[INFORMATION GIVEN]
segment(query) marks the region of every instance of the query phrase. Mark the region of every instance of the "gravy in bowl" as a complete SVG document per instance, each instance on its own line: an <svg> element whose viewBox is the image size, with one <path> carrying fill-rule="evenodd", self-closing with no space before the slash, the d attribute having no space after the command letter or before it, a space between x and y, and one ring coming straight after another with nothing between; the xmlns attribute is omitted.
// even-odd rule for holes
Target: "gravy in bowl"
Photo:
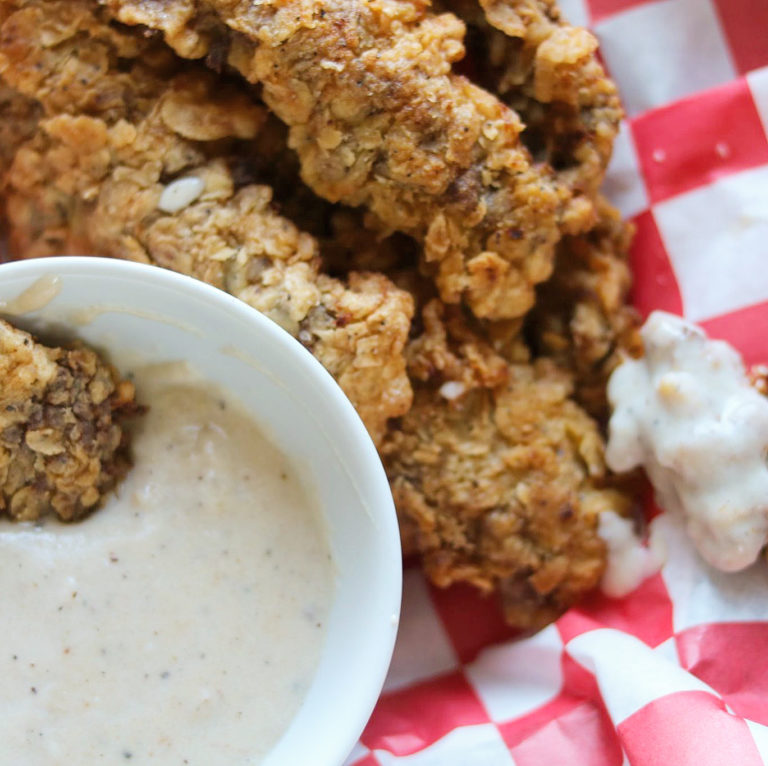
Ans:
<svg viewBox="0 0 768 766"><path fill-rule="evenodd" d="M234 764L300 707L334 591L320 513L237 401L136 373L134 467L73 525L0 523L4 760Z"/></svg>

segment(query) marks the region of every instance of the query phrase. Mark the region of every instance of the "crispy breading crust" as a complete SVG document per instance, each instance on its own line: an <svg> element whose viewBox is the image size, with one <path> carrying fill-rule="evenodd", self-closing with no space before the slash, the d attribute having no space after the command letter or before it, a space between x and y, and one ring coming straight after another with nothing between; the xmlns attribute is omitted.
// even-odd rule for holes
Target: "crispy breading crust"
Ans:
<svg viewBox="0 0 768 766"><path fill-rule="evenodd" d="M623 117L590 32L551 0L441 0L467 24L466 68L525 123L523 143L575 197L593 200Z"/></svg>
<svg viewBox="0 0 768 766"><path fill-rule="evenodd" d="M434 297L429 284L407 267L407 248L393 238L378 241L355 213L339 210L332 218L337 225L326 241L331 263L383 271L422 304ZM599 195L595 213L597 223L589 231L558 243L554 273L537 288L524 334L534 356L551 358L571 373L574 400L604 426L608 378L623 354L642 353L642 343L639 315L628 302L634 227ZM517 339L520 323L485 322L484 328L504 356L504 345Z"/></svg>
<svg viewBox="0 0 768 766"><path fill-rule="evenodd" d="M404 539L430 579L501 594L507 620L537 628L594 588L605 566L603 442L572 383L525 348L499 356L466 317L432 301L409 346L411 410L382 447Z"/></svg>
<svg viewBox="0 0 768 766"><path fill-rule="evenodd" d="M130 466L133 384L91 350L48 348L0 321L0 511L73 521Z"/></svg>
<svg viewBox="0 0 768 766"><path fill-rule="evenodd" d="M0 178L16 150L34 135L42 111L37 101L21 96L0 80ZM6 228L5 204L0 201L0 262L6 255Z"/></svg>
<svg viewBox="0 0 768 766"><path fill-rule="evenodd" d="M623 353L642 353L642 341L640 318L627 302L634 228L602 198L597 210L591 231L558 245L555 273L539 288L528 334L536 353L573 373L576 400L605 423L608 377Z"/></svg>
<svg viewBox="0 0 768 766"><path fill-rule="evenodd" d="M272 209L271 190L238 184L231 158L257 136L263 107L195 65L168 80L162 53L146 45L135 69L126 66L132 49L122 37L134 35L104 32L92 4L16 5L0 30L0 69L13 86L33 88L28 95L37 93L51 116L7 176L14 253L127 258L227 290L299 337L380 439L387 419L411 402L403 347L412 299L381 275L350 275L349 287L321 275L316 241ZM161 68L145 76L156 59ZM65 69L83 91L66 103L58 85ZM140 96L124 98L122 113L88 98L125 93L134 80ZM164 212L161 196L181 177L200 179L202 193Z"/></svg>
<svg viewBox="0 0 768 766"><path fill-rule="evenodd" d="M363 208L328 202L302 182L299 159L288 146L288 129L271 112L232 172L243 182L258 180L272 187L281 215L317 240L328 273L387 273L399 266L413 268L418 261L421 248L414 239L382 231Z"/></svg>
<svg viewBox="0 0 768 766"><path fill-rule="evenodd" d="M416 237L446 302L523 315L561 232L589 223L589 206L532 161L519 117L452 73L463 25L421 0L104 5L261 83L304 180Z"/></svg>
<svg viewBox="0 0 768 766"><path fill-rule="evenodd" d="M9 85L48 115L133 120L149 110L163 81L178 69L164 46L125 34L81 0L3 0L0 21L3 59L12 64ZM129 62L130 71L122 71Z"/></svg>

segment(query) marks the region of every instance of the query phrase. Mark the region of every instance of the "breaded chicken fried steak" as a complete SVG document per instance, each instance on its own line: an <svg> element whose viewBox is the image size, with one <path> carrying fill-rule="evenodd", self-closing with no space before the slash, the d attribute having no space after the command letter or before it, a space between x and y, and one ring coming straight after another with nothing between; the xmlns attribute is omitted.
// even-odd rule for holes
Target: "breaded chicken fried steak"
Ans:
<svg viewBox="0 0 768 766"><path fill-rule="evenodd" d="M522 343L506 353L438 301L408 349L413 407L382 448L405 538L438 585L501 593L509 622L541 627L600 581L606 486L596 424L573 383Z"/></svg>

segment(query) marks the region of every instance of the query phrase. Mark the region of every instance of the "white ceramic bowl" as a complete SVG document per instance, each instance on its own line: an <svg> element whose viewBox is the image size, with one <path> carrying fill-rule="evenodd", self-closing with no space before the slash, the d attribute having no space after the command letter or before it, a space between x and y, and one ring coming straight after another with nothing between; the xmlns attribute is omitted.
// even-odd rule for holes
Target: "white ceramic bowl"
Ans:
<svg viewBox="0 0 768 766"><path fill-rule="evenodd" d="M137 357L188 361L243 402L319 494L335 600L309 693L264 764L339 766L381 690L400 611L395 511L362 422L300 343L220 290L153 266L45 258L0 266L0 301L48 276L58 294L19 326L71 330L118 368Z"/></svg>

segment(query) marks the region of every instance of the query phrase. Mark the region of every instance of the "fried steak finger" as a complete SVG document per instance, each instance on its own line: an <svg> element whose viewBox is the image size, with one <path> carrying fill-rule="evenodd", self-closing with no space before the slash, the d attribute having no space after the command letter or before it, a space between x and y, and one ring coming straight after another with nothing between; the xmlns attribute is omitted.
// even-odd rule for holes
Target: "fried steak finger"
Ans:
<svg viewBox="0 0 768 766"><path fill-rule="evenodd" d="M566 372L520 342L499 355L437 301L423 322L414 404L382 447L404 539L437 585L495 591L508 622L542 627L597 586L598 516L630 501L604 486L604 445Z"/></svg>
<svg viewBox="0 0 768 766"><path fill-rule="evenodd" d="M588 206L532 160L518 115L451 71L464 53L451 14L418 0L104 5L182 56L260 83L303 179L414 236L441 298L477 316L528 311L561 232L589 223Z"/></svg>
<svg viewBox="0 0 768 766"><path fill-rule="evenodd" d="M130 467L133 384L86 348L43 346L0 321L0 511L73 521Z"/></svg>
<svg viewBox="0 0 768 766"><path fill-rule="evenodd" d="M113 27L92 3L13 5L0 68L47 114L7 174L14 253L127 258L227 290L301 339L380 438L411 401L412 300L381 276L347 286L322 275L316 241L275 212L268 187L241 183L263 107L203 67L169 62L161 43Z"/></svg>

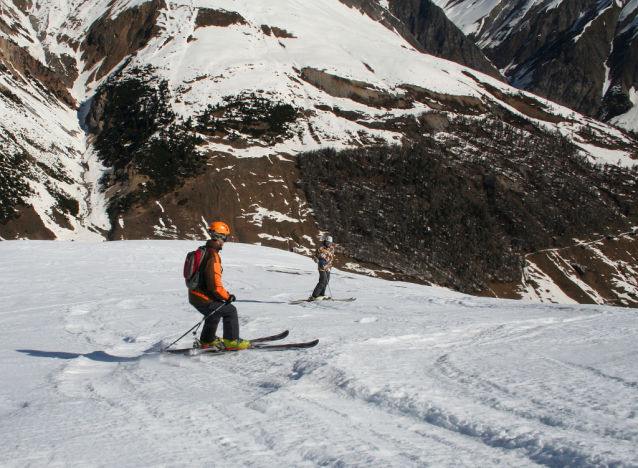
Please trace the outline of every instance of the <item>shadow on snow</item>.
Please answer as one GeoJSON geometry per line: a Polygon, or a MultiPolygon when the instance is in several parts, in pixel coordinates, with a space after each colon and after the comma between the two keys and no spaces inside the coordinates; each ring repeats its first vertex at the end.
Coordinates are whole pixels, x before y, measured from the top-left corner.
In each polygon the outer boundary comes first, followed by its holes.
{"type": "Polygon", "coordinates": [[[87,359],[92,361],[99,362],[133,362],[139,361],[142,356],[137,357],[122,357],[122,356],[112,356],[104,351],[93,351],[92,353],[81,354],[81,353],[64,353],[57,351],[38,351],[35,349],[17,349],[19,353],[28,354],[29,356],[35,357],[45,357],[45,358],[53,358],[53,359],[76,359],[80,356],[84,356],[87,359]]]}

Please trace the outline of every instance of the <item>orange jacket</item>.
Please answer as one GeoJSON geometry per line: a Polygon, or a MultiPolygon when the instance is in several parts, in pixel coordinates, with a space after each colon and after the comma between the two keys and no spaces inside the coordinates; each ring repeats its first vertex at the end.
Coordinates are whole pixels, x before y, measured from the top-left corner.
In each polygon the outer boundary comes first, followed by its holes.
{"type": "Polygon", "coordinates": [[[211,243],[212,241],[206,242],[206,256],[199,266],[204,275],[204,283],[199,288],[188,291],[188,302],[195,307],[225,301],[230,297],[222,284],[222,259],[211,243]]]}

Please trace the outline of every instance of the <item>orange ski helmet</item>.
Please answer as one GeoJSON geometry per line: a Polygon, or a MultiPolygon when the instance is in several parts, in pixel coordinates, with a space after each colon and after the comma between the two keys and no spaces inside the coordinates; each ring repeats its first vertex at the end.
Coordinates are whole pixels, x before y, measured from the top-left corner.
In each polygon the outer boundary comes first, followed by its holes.
{"type": "Polygon", "coordinates": [[[222,223],[221,221],[215,221],[208,228],[208,233],[215,237],[228,237],[230,236],[230,228],[226,223],[222,223]]]}

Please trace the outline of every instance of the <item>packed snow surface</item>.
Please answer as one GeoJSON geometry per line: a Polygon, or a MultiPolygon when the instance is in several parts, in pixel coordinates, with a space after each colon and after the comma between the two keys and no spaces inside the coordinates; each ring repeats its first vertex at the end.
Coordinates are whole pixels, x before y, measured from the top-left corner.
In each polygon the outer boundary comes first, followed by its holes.
{"type": "Polygon", "coordinates": [[[242,336],[319,345],[160,355],[198,244],[0,242],[2,467],[638,466],[635,310],[341,271],[292,305],[311,260],[229,243],[242,336]]]}

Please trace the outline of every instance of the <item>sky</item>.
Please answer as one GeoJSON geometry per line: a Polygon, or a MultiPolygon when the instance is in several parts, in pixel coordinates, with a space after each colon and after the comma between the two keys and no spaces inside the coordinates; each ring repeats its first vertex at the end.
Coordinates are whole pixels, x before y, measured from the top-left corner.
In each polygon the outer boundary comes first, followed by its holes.
{"type": "Polygon", "coordinates": [[[0,466],[638,466],[636,310],[338,270],[356,301],[290,304],[308,257],[228,243],[241,336],[319,344],[162,355],[198,245],[0,242],[0,466]]]}

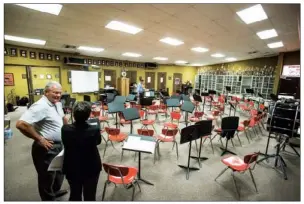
[/INFORMATION GIVEN]
List all lines from the entries that include the word "orange".

REPLY TO THE TASK:
Please trace the outline of every instance of the <item>orange jacket</item>.
Please trace the outline of every instance of the <item>orange ski helmet</item>.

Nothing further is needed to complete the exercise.